Extracted information ▸
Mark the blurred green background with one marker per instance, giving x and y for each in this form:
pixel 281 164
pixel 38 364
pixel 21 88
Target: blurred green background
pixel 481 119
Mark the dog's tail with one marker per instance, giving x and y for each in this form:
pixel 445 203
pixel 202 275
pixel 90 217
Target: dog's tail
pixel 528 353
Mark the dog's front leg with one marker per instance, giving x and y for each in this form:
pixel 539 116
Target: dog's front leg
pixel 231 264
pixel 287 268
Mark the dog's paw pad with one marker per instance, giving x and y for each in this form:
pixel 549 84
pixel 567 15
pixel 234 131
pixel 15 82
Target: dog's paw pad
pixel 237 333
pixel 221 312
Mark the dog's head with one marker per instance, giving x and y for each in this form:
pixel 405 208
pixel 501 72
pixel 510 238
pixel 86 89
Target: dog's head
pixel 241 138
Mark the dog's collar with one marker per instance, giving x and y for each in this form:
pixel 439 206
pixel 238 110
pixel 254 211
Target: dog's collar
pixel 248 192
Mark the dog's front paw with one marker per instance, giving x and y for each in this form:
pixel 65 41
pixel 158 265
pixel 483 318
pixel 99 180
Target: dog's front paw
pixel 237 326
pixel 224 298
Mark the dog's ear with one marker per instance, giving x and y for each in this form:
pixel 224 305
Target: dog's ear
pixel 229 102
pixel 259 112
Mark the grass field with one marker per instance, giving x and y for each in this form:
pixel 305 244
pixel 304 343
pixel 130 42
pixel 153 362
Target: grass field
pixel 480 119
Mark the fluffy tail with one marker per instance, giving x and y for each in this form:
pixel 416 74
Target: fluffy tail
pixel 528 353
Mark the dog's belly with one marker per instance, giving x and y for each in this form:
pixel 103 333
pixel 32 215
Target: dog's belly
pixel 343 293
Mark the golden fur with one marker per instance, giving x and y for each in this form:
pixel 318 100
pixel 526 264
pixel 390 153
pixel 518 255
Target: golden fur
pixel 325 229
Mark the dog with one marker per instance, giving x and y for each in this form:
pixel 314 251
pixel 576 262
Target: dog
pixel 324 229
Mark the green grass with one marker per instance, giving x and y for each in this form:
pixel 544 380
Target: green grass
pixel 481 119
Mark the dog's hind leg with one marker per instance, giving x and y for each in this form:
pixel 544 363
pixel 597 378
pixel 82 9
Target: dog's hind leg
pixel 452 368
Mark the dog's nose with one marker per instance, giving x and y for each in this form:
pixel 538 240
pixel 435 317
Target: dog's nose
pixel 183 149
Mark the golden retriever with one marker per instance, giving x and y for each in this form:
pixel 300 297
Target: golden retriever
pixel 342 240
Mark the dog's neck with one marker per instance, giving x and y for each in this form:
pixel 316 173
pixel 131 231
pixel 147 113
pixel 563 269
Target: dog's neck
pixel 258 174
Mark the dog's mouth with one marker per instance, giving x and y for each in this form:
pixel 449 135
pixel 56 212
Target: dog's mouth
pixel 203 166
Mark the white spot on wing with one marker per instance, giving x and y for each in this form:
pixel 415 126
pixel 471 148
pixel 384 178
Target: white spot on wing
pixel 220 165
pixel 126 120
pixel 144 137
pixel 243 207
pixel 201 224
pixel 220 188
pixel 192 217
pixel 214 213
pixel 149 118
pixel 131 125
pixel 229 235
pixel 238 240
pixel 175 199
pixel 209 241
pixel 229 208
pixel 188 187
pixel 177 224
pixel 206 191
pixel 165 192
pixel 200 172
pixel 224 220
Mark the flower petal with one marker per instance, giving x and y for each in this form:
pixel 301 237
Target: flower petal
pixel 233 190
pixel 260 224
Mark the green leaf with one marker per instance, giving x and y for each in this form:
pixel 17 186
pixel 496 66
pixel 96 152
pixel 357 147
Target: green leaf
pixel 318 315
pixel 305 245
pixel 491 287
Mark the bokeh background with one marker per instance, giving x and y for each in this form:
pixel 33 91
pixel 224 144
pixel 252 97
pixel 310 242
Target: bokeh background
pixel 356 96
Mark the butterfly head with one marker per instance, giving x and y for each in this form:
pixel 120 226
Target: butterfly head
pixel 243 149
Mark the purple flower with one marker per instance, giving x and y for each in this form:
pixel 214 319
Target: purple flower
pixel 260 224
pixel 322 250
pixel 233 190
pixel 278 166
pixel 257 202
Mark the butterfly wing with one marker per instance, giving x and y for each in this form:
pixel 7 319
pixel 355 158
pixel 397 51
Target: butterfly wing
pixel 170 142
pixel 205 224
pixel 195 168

To do ▸ Give the data again, unchanged in every line.

Answer section ▸
Mark the blurred green background with one marker per instance, giving x and y for each in this form:
pixel 281 164
pixel 38 364
pixel 21 88
Target: blurred green background
pixel 481 119
Mark the dog's tail with one marker per instance, giving x and y for each in this form:
pixel 445 203
pixel 202 275
pixel 90 217
Target: dog's tail
pixel 528 353
Mark the dog's front leg with one marker per instance, giving x and y for each in this form:
pixel 539 116
Target: dog's front leg
pixel 231 264
pixel 287 268
Mark the dog's paw pad with one marker per instance, giving x and y for each in this form:
pixel 549 84
pixel 567 15
pixel 234 131
pixel 15 82
Target: dog's paw pad
pixel 237 333
pixel 221 312
Mark the dog's head with one marker per instance, giving x and y for each in this form:
pixel 405 208
pixel 501 72
pixel 510 238
pixel 86 89
Target: dog's head
pixel 241 138
Mark the dog's collar with one marker per instance, giving x and y for each in this form:
pixel 439 206
pixel 238 110
pixel 254 211
Target: dog's collar
pixel 248 192
Mark the dog's front paw with one marker per instance, giving x and y for each in this form:
pixel 65 41
pixel 158 265
pixel 483 318
pixel 99 180
Target: dog's front paw
pixel 237 326
pixel 224 298
Mark the dog's ear with one marker per instance, giving x and y for each in this form:
pixel 224 305
Target: dog's ear
pixel 229 102
pixel 259 112
Mark the grass field with one marker per instance, giving x and y for each in this form:
pixel 305 244
pixel 304 343
pixel 130 42
pixel 153 362
Target: grass field
pixel 480 119
Mark the fluffy tail with one marker per instance, giving x and y for each in this form:
pixel 416 74
Target: fluffy tail
pixel 528 353
Mark the dog's belly with one marker per instance, giving x and y for each in this form:
pixel 103 333
pixel 32 215
Target: dog's belly
pixel 343 293
Mark the golden fur with one marker per instance, giving x and y for each in this form:
pixel 318 100
pixel 526 264
pixel 390 153
pixel 518 255
Target: golden fur
pixel 325 229
Mark the dog with one marker per instance, giving x and y for each in this form:
pixel 314 251
pixel 576 262
Target: dog
pixel 324 229
Mark the green grass with one marker per instance, giving x and y for each in this form:
pixel 544 380
Target: green grass
pixel 481 119
Mark the dog's hind leg with one marker per instance, giving x and y for each in this form:
pixel 544 363
pixel 597 378
pixel 82 9
Target: dog's hind leg
pixel 452 368
Mark the dog's nose with one marker per instance, giving x and y for each in this form:
pixel 538 240
pixel 435 317
Target: dog's nose
pixel 183 149
Mark the golden retriever with one marker per instance, giving x and y for each in this form:
pixel 300 297
Target: golden retriever
pixel 342 240
Mark the dog's neck with one marker per instance, giving x and y for each in this form:
pixel 316 173
pixel 131 231
pixel 147 113
pixel 563 269
Target: dog's neck
pixel 258 174
Mark the dog's mouth with one marker per instance, giving x and y for each in this form:
pixel 449 135
pixel 56 212
Target: dog's mouth
pixel 203 166
Mark the white spot on wing with one marker per instance, giving x and y for each in this form:
pixel 415 126
pixel 471 148
pixel 384 178
Target: white spot on wing
pixel 220 165
pixel 126 120
pixel 144 137
pixel 243 207
pixel 201 224
pixel 220 188
pixel 192 217
pixel 214 213
pixel 149 118
pixel 131 125
pixel 229 235
pixel 238 240
pixel 175 199
pixel 209 241
pixel 229 208
pixel 188 187
pixel 177 224
pixel 206 191
pixel 165 192
pixel 200 172
pixel 224 220
Mark the flower petal with one marker per instance, giving x and y for each in this form:
pixel 301 237
Target: flower petal
pixel 233 190
pixel 260 224
Mark the green leaf with one marker per instance, giving x and y for each in this form:
pixel 17 186
pixel 496 66
pixel 96 152
pixel 357 147
Target: green leaf
pixel 318 315
pixel 305 245
pixel 491 287
Mark the bokeh background with one marker per instance, giving x and y for each in this form:
pixel 33 91
pixel 224 144
pixel 252 97
pixel 310 242
Target: bokeh background
pixel 356 96
Mark the butterfly head with one marker per instance, giving x and y for each in this form:
pixel 120 226
Target: butterfly head
pixel 243 149
Mark the purple flower with one marker per instance, giving x and y for each in this form:
pixel 214 319
Target: purple flower
pixel 260 224
pixel 322 250
pixel 233 190
pixel 278 166
pixel 257 202
Mark the butterfly wing with one marker per instance, giving x and y for each in this form:
pixel 7 319
pixel 355 158
pixel 397 51
Target: butterfly wing
pixel 170 142
pixel 205 224
pixel 195 168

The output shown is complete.